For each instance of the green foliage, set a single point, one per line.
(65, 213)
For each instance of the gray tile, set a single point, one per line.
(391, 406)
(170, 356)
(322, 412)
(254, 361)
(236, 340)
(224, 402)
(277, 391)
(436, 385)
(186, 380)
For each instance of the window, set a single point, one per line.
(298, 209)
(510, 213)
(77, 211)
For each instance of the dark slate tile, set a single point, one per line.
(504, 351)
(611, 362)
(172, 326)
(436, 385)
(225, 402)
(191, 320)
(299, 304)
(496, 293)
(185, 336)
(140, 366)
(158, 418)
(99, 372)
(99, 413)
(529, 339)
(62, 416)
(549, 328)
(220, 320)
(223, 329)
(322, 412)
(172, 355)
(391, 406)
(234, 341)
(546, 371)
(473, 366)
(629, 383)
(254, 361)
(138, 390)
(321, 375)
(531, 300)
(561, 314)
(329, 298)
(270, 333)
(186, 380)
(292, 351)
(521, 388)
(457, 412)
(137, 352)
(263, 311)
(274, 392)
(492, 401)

───

● **What to produce**
Retype all of the items above word for word, keeping every line as it stands.

● **Exercise output**
For each instance of the green foliage, set a single point, one per line.
(65, 213)
For each instance of the gray tile, set a single point, one per line.
(391, 406)
(170, 356)
(322, 412)
(254, 361)
(236, 340)
(224, 402)
(277, 391)
(436, 385)
(186, 380)
For each instance of the window, set a single point, one per line.
(298, 209)
(510, 213)
(77, 211)
For each instance of the dark slate tile, set a single point, one per line.
(504, 351)
(611, 362)
(172, 326)
(436, 385)
(225, 402)
(191, 320)
(299, 304)
(496, 293)
(185, 336)
(140, 366)
(158, 418)
(99, 372)
(99, 413)
(529, 339)
(62, 416)
(549, 328)
(220, 320)
(223, 329)
(322, 412)
(172, 355)
(391, 406)
(234, 341)
(546, 371)
(473, 366)
(629, 383)
(254, 361)
(138, 390)
(321, 375)
(531, 300)
(561, 314)
(329, 298)
(270, 333)
(186, 380)
(292, 351)
(521, 388)
(457, 412)
(137, 352)
(263, 311)
(274, 392)
(492, 401)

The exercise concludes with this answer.